__The task__:
Update the records below so that each "agriculture scouting" becomes "crop field survey", with no other changes.

__Records for this exercise__:
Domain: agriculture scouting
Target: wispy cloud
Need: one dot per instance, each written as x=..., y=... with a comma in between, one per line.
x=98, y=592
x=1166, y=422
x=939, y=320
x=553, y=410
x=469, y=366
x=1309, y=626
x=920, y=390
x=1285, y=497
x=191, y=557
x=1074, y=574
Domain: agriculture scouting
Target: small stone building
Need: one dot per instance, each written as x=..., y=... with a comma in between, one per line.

__Answer for the task__:
Domain: crop field survey
Target: wispy cloud
Need: one dot per instance, each written as x=..., y=... with a comma in between, one per line.
x=98, y=592
x=1166, y=422
x=939, y=320
x=553, y=410
x=469, y=366
x=1309, y=626
x=920, y=390
x=1285, y=497
x=191, y=557
x=1074, y=574
Domain: crop field survey
Target: small stone building
Need: one dot per instance, each written as x=..., y=... with a comma in between, one per line.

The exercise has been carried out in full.